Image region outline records
※
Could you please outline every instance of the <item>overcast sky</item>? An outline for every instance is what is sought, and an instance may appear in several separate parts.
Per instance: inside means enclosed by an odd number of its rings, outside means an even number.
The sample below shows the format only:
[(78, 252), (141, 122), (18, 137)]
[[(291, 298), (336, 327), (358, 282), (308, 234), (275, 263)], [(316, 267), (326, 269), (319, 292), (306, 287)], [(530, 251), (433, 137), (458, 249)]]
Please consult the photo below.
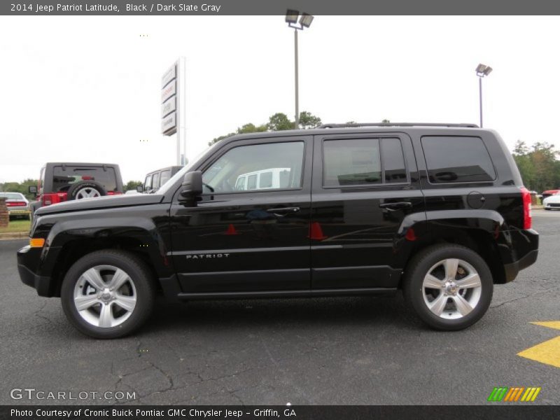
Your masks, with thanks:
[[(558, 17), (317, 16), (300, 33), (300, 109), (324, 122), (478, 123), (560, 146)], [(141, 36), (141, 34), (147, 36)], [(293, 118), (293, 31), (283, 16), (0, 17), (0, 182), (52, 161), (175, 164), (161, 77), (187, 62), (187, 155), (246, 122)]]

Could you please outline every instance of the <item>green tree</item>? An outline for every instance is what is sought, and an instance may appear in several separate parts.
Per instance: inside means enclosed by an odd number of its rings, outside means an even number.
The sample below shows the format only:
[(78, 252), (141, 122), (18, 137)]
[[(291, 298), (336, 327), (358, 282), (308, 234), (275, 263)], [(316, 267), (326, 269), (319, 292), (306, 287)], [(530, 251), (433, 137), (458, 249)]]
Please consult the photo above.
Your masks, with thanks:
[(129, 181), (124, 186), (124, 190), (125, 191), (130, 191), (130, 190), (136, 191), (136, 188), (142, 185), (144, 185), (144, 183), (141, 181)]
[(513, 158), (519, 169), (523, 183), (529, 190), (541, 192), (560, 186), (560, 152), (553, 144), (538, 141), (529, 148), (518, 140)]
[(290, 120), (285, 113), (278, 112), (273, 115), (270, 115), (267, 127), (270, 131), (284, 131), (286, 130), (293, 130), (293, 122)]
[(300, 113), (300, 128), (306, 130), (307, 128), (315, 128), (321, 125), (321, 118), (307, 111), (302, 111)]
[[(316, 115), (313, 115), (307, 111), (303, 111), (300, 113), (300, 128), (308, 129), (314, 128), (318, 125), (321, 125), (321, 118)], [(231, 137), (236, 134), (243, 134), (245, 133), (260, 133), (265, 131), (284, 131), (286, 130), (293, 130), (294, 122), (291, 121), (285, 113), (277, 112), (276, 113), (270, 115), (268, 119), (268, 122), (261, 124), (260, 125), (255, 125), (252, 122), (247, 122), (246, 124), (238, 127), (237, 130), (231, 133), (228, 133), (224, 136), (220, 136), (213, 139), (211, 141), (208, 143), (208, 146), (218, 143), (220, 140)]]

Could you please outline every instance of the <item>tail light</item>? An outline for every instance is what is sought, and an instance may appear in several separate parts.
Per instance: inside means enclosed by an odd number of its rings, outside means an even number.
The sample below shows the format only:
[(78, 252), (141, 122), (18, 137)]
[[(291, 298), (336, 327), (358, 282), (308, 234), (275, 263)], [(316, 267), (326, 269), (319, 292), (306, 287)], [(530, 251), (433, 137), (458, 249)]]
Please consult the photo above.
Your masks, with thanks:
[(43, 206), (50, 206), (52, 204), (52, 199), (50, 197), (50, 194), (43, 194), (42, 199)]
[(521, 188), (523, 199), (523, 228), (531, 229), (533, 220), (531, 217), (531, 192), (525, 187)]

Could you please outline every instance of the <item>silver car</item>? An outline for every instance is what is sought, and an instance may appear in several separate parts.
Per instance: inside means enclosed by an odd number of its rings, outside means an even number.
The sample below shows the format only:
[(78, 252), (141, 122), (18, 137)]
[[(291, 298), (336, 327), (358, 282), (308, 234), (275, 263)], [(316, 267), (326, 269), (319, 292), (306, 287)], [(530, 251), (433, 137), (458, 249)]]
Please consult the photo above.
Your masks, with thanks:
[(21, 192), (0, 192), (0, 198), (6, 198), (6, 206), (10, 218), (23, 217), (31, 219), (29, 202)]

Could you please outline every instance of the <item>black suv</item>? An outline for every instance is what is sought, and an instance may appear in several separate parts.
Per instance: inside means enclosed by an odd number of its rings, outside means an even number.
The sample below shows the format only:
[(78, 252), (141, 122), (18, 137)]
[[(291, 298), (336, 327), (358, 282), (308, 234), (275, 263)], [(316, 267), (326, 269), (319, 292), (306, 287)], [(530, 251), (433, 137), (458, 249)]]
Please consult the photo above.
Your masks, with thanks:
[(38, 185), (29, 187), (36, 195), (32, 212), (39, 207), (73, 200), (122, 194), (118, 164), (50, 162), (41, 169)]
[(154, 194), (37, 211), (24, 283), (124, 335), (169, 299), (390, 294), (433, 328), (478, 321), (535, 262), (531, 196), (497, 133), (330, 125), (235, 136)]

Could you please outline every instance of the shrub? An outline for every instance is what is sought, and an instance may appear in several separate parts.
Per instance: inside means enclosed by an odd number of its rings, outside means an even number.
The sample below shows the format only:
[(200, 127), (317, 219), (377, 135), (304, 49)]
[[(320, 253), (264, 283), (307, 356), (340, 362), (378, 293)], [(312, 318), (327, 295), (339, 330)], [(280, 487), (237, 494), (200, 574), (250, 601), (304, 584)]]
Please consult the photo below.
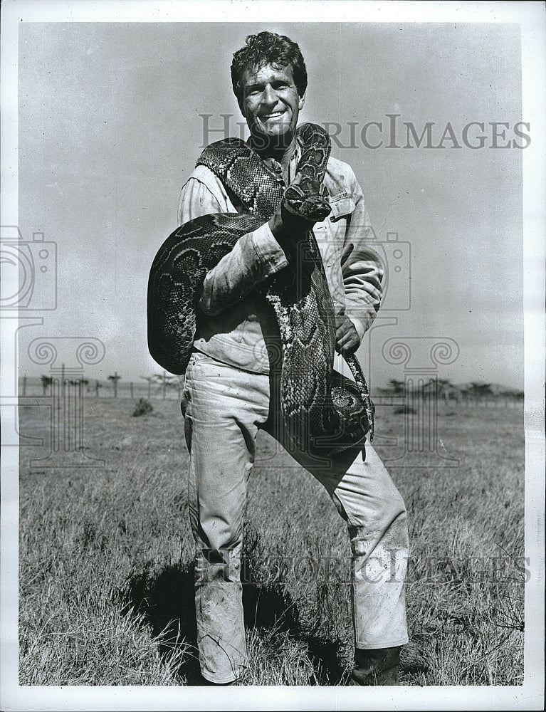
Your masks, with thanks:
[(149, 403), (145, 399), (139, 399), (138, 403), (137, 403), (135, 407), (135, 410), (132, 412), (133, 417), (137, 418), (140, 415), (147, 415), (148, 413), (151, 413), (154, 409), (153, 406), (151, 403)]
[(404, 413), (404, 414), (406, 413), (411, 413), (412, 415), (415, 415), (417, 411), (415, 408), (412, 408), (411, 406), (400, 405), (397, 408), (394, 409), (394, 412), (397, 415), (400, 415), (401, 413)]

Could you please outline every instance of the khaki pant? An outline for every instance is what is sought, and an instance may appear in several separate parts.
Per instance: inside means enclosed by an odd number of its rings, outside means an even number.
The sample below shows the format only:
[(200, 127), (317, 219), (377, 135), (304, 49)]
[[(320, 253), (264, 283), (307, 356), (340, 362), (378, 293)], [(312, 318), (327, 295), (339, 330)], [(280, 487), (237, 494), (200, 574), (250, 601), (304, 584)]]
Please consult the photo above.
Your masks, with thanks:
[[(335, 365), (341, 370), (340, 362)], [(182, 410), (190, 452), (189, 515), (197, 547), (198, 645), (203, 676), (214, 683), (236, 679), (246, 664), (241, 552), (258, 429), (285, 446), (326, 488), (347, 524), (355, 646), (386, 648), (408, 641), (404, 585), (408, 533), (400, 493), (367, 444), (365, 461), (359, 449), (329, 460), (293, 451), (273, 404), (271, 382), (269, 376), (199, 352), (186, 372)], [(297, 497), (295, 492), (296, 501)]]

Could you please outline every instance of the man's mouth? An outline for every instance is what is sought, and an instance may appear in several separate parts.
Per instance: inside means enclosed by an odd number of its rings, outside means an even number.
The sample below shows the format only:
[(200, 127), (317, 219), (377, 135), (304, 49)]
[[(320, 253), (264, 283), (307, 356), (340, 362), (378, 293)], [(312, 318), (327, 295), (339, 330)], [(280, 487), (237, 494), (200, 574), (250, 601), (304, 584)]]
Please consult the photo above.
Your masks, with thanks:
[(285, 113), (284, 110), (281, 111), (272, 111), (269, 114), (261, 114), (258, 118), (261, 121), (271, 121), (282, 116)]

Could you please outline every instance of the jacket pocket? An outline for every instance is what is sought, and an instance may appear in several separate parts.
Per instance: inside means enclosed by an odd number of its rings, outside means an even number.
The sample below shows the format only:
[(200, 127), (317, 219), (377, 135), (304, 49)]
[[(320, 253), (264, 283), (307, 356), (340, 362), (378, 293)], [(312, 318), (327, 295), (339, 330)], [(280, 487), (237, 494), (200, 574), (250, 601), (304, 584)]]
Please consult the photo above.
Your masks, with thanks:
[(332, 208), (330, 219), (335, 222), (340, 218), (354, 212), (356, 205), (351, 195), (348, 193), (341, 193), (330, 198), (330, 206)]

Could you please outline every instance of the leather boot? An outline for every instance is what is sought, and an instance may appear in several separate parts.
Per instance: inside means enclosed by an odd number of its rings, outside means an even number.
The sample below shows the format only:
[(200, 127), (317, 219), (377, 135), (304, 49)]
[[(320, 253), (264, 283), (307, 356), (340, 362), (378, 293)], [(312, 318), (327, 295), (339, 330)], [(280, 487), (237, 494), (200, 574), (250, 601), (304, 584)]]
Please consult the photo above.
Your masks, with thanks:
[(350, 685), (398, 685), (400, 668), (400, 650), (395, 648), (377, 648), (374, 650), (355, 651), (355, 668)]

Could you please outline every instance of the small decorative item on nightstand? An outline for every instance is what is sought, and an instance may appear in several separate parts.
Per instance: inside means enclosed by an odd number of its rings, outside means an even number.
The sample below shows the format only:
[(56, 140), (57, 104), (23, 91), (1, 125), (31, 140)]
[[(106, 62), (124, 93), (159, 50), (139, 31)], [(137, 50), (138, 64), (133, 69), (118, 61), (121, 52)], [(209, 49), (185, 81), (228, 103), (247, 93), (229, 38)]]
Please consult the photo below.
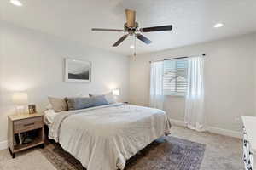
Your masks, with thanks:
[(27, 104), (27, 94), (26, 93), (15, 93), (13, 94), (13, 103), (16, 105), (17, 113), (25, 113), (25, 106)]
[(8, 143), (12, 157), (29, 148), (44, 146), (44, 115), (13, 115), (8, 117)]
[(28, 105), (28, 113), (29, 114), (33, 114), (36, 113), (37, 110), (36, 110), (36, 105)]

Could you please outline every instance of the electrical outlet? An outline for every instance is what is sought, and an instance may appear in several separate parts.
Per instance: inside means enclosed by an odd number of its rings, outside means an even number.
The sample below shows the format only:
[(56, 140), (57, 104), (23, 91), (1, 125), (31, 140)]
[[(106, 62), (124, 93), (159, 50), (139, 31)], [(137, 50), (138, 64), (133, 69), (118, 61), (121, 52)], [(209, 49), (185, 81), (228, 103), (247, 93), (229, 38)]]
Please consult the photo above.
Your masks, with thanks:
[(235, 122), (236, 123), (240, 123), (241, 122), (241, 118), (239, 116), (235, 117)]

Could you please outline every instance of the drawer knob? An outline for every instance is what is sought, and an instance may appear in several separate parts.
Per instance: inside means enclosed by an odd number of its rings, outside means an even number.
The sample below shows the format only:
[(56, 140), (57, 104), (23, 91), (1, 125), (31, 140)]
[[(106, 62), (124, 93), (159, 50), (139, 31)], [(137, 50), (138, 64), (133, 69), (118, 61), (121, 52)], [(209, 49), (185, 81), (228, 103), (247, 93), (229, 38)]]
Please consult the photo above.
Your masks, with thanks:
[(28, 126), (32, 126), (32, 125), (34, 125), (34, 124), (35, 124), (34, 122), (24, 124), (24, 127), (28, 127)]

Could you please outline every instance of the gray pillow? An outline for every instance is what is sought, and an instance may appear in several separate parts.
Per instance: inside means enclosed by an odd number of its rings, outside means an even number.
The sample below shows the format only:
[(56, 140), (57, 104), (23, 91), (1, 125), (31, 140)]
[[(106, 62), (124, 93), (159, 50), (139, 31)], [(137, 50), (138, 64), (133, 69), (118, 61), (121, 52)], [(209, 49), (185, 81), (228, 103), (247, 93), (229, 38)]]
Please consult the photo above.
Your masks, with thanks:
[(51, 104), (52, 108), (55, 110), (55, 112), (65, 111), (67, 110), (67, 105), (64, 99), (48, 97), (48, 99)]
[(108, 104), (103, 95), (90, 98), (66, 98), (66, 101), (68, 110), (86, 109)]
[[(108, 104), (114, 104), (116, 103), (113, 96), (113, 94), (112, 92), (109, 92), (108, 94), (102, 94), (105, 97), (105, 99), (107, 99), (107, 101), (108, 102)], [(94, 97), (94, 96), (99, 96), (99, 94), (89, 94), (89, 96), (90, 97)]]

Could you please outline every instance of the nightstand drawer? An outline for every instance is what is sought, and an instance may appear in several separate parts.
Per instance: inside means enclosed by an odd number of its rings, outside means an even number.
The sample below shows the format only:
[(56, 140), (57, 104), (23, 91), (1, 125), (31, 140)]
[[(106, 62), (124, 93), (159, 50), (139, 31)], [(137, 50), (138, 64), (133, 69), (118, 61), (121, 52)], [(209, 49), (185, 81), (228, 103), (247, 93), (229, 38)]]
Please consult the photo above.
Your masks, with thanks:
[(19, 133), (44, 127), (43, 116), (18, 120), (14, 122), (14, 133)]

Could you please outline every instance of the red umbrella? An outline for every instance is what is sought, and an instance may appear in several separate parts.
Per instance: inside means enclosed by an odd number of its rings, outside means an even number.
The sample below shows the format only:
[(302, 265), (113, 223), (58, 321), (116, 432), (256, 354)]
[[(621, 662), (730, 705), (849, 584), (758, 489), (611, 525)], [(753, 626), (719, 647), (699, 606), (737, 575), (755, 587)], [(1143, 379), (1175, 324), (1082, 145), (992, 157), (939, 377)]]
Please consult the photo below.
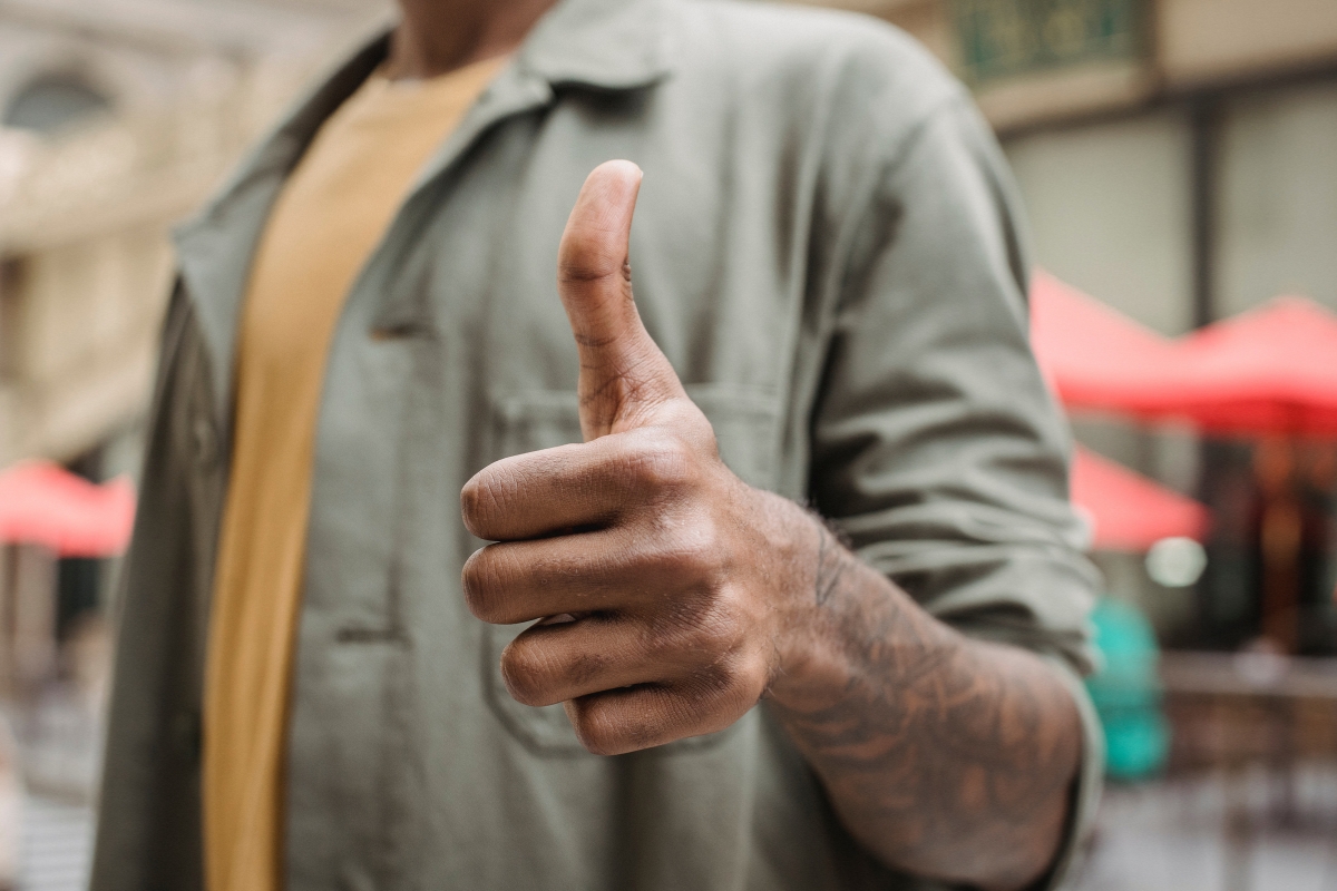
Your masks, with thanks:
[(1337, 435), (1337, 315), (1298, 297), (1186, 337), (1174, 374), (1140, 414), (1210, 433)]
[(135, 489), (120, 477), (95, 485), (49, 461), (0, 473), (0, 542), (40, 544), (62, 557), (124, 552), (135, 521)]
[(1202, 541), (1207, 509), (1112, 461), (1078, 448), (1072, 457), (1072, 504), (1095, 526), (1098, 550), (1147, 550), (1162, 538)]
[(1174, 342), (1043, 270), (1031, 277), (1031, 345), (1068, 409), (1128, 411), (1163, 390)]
※
## Your goal
Reproduce the material above exactly, but only from the line with "Could you please outline every instance of the nightstand" through its last line, leaving pictures out.

## The answer
Could you please outline every instance of the nightstand drawer? An outline for every instance is what is sought, and an instance may appear in several separate parts.
Per instance: inside means enclosed by an odd number of its rings, outside means an even number.
The sample below shows the format only:
[(56, 140), (57, 104), (23, 91), (1, 125), (31, 140)]
[[(106, 62), (124, 93), (159, 50), (139, 31)], [(137, 50), (138, 64), (133, 69), (118, 61), (121, 52)], [(209, 49), (185, 81), (228, 103), (247, 93), (229, 38)]]
Please consult the photo above.
Your masks, with thanks:
[(19, 133), (44, 127), (43, 116), (18, 120), (14, 122), (14, 133)]

Could you please outline every instance of the red umbrella? An outline for every instance is what is sought, and an instance may appear in several separate parts.
Per instance: inside means enclosed by an odd number of its rings, outside means an even number.
The sample below shows the format only:
[(302, 265), (113, 223), (58, 321), (116, 432), (256, 354)]
[[(621, 662), (730, 705), (849, 584), (758, 489), (611, 525)], [(753, 626), (719, 647), (699, 606), (737, 575), (755, 587)], [(1143, 379), (1175, 324), (1082, 145), (992, 157), (939, 377)]]
Please consult the photo below.
Your masks, with thanks:
[(1337, 435), (1337, 315), (1298, 297), (1186, 337), (1174, 374), (1140, 414), (1210, 433)]
[(135, 489), (120, 477), (95, 485), (49, 461), (0, 473), (0, 542), (40, 544), (62, 557), (124, 552), (135, 521)]
[(1202, 541), (1207, 509), (1112, 461), (1078, 448), (1072, 457), (1072, 504), (1095, 526), (1098, 550), (1147, 550), (1162, 538)]
[(1174, 342), (1043, 270), (1031, 277), (1031, 345), (1068, 409), (1128, 411), (1163, 390)]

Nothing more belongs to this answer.